## [EXERCISE GOAL]
With the pictures left out, write out exactly the lines of the listing below that run from the line with "lol ok ignore the mess but can u find the lower" through the line with "in light blue shirt in this photo".

-------- GIVEN DATA

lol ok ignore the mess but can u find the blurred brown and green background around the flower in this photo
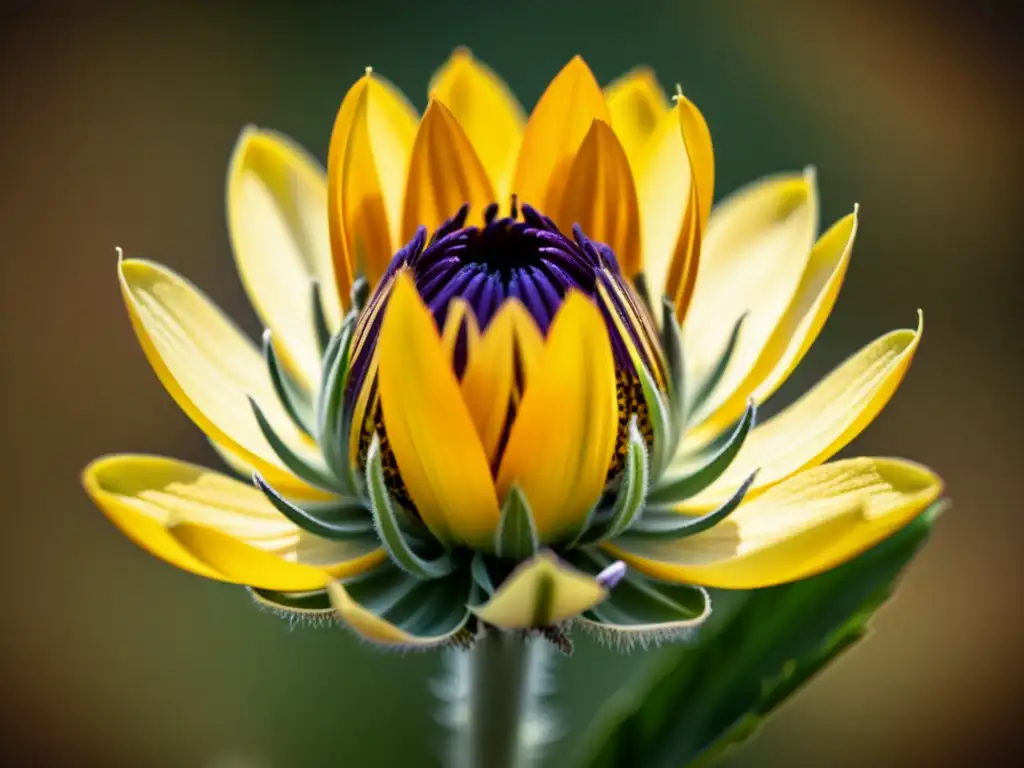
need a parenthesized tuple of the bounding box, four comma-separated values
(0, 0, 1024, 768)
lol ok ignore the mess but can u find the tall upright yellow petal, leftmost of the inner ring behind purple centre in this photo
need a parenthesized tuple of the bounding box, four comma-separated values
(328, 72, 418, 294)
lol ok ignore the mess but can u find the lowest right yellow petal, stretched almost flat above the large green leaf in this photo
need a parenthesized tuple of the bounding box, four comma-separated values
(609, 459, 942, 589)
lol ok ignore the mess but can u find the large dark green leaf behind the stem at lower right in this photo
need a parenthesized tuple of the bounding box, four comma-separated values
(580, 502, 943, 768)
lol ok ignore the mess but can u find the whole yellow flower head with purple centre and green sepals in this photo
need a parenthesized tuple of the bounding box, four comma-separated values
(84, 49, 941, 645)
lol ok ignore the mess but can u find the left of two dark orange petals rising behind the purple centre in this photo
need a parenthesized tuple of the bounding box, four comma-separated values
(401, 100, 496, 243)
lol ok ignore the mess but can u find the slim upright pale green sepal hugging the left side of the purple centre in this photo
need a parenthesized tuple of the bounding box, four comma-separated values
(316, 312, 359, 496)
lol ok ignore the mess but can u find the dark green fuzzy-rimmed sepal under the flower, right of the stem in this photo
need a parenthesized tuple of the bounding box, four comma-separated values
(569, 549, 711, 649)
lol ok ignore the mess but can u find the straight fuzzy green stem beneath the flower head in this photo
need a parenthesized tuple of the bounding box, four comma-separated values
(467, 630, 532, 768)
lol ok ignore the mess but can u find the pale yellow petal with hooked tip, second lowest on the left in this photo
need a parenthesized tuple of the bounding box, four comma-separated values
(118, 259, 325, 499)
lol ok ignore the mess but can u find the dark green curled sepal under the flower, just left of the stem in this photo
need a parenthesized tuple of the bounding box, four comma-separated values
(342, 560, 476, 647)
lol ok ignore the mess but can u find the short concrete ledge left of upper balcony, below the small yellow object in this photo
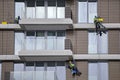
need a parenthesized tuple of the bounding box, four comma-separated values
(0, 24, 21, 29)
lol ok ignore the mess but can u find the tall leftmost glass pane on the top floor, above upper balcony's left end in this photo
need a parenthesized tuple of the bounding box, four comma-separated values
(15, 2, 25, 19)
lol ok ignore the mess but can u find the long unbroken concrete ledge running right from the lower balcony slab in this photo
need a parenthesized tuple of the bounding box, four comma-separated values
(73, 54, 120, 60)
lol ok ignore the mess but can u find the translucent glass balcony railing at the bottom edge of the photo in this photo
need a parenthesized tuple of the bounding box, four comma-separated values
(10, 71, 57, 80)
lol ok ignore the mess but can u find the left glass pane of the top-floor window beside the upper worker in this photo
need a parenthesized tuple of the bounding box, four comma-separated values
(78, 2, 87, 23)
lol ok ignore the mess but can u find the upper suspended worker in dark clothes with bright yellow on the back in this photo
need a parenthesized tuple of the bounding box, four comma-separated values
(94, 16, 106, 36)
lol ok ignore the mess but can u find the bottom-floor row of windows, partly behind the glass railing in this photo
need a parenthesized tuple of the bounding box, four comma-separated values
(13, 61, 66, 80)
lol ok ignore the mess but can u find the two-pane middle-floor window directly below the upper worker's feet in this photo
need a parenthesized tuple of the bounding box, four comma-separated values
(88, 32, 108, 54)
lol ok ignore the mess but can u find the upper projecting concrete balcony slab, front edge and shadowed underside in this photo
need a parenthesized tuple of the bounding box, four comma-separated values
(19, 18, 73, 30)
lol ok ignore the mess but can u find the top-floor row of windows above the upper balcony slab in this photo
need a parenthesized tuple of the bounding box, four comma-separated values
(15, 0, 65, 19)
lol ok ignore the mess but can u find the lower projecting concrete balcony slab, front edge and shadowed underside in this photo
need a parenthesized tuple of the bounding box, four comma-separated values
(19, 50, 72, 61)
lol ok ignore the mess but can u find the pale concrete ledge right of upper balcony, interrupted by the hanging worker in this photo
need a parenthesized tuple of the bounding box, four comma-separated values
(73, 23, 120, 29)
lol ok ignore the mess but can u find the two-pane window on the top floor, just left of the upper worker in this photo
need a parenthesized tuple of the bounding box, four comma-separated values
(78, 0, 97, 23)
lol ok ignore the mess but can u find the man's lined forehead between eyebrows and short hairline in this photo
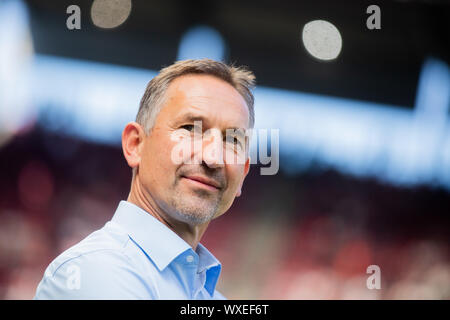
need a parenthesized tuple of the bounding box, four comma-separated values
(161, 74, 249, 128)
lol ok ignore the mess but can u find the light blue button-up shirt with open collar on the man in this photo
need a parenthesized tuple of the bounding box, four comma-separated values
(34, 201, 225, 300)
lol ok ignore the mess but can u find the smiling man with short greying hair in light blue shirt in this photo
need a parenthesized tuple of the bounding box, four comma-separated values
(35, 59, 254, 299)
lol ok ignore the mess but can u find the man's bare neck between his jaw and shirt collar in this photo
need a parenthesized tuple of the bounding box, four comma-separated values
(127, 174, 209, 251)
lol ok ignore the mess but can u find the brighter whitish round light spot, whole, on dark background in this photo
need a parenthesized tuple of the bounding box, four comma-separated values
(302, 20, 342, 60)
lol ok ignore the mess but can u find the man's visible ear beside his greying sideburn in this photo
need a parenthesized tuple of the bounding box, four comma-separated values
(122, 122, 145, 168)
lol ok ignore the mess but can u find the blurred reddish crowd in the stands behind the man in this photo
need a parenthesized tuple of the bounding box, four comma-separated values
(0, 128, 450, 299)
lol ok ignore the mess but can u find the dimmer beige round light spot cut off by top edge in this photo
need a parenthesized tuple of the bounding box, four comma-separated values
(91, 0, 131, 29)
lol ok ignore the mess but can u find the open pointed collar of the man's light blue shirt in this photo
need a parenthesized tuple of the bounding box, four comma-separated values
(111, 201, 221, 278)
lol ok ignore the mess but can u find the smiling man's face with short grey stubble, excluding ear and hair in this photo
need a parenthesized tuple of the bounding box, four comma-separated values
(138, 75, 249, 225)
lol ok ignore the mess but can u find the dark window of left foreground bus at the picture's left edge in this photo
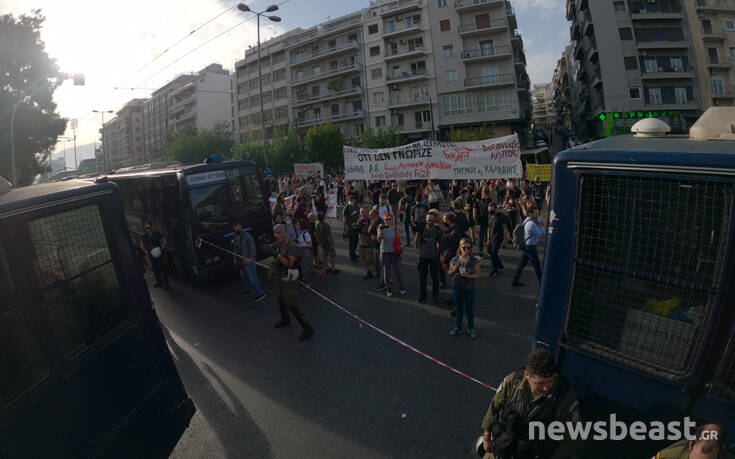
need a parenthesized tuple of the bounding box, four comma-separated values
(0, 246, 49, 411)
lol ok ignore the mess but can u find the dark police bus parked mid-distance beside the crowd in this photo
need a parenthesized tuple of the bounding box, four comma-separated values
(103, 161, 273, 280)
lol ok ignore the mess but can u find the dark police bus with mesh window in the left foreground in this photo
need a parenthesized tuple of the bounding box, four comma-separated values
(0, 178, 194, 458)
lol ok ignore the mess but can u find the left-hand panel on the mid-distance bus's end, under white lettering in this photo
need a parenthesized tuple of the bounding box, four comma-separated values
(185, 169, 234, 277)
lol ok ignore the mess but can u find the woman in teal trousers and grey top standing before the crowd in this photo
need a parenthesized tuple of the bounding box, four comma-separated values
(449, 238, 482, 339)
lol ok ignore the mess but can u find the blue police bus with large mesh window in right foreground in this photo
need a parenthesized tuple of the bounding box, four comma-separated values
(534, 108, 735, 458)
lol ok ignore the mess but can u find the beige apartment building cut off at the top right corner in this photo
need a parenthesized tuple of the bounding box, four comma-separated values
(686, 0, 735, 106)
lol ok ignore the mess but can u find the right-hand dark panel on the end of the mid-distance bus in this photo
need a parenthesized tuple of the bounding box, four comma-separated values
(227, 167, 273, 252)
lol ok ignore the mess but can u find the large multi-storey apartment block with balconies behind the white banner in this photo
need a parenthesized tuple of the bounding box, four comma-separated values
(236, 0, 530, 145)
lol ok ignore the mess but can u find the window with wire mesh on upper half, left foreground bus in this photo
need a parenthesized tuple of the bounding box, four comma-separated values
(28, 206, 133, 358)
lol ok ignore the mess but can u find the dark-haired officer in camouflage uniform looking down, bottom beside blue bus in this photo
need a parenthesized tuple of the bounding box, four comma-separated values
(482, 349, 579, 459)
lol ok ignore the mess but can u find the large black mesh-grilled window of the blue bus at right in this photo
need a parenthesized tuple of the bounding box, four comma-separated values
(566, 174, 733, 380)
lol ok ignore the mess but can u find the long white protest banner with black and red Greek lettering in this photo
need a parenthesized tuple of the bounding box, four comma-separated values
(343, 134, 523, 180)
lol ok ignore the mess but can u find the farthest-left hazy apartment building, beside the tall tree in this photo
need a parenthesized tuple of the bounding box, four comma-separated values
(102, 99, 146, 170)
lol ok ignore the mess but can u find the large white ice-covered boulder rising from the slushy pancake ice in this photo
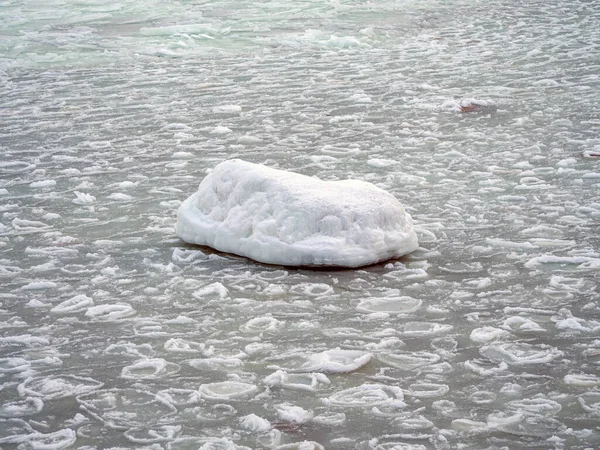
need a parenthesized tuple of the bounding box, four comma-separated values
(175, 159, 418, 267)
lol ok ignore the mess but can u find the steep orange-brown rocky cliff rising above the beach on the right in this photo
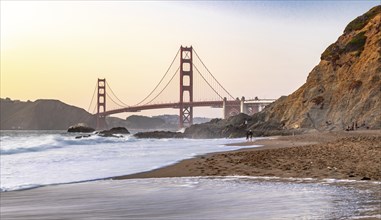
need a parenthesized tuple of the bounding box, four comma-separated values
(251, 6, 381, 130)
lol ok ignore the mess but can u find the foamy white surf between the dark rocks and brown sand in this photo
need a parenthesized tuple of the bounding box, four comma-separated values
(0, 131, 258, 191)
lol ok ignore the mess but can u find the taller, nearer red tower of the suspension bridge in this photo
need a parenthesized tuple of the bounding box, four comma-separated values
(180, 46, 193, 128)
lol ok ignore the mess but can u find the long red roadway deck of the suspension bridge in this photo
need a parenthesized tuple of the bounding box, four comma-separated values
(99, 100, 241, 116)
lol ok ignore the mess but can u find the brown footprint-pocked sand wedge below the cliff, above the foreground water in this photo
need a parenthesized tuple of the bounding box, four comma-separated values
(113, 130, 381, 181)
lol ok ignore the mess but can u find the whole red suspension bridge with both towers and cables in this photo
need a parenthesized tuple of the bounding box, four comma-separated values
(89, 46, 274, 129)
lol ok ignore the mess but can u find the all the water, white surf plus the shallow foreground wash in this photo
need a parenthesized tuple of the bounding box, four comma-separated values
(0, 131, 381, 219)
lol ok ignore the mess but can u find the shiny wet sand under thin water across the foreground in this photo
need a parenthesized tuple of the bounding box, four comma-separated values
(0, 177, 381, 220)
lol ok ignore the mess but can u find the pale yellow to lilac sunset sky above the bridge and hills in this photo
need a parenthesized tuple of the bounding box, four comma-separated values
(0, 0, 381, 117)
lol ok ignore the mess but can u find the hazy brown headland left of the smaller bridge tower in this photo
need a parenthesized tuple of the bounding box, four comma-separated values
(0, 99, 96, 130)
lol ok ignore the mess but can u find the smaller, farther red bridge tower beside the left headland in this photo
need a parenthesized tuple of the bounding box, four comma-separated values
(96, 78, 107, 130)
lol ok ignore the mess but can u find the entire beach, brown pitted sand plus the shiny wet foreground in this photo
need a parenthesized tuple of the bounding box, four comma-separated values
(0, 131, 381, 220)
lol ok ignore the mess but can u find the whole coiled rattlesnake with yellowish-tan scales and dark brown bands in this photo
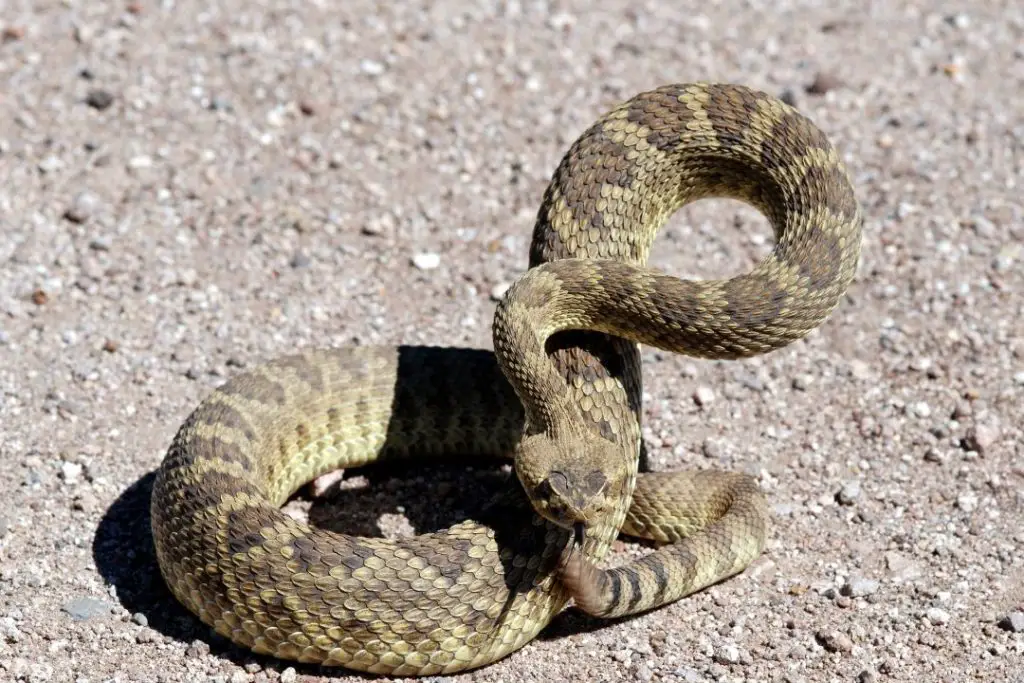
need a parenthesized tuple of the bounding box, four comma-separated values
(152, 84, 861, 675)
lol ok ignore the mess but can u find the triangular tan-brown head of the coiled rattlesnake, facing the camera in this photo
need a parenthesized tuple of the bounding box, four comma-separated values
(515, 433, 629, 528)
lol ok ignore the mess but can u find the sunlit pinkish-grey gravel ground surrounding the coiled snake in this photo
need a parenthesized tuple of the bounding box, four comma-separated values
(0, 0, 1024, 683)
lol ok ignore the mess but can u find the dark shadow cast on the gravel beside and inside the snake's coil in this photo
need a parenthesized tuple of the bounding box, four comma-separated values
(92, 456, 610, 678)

----------------

## [SOLUTION FOR THIS TASK]
lol ok ignore the mess but can u find the lower projecting concrete balcony slab, front edge and shadowed underside in this photo
need a parenthesized tuple of the bounding box, four comma-separated values
(19, 50, 72, 61)
lol ok ignore the mess but can u find the pale concrete ledge right of upper balcony, interrupted by the hanging worker in this photo
need a parenthesized tuple of the bounding box, four comma-separated values
(73, 23, 120, 29)
lol ok ignore the mess but can u find the two-pane window on the top floor, just left of the upper worker in this photo
need a parenthesized tuple of the bounding box, four comma-separated values
(78, 0, 97, 23)
lol ok ignore the mess but can u find the man's lined forehead between eyebrows and short hairline in this photo
need a parenthesized tuple of the bounding box, four comma-separated values
(161, 74, 249, 128)
lol ok ignore the mess but can u find the light blue button-up shirt with open collar on the man in this photo
need a parenthesized tuple of the bounding box, four comma-separated values
(34, 201, 225, 300)
lol ok ignore the mess but can u find the smiling man with short greying hair in light blue shirt in this photo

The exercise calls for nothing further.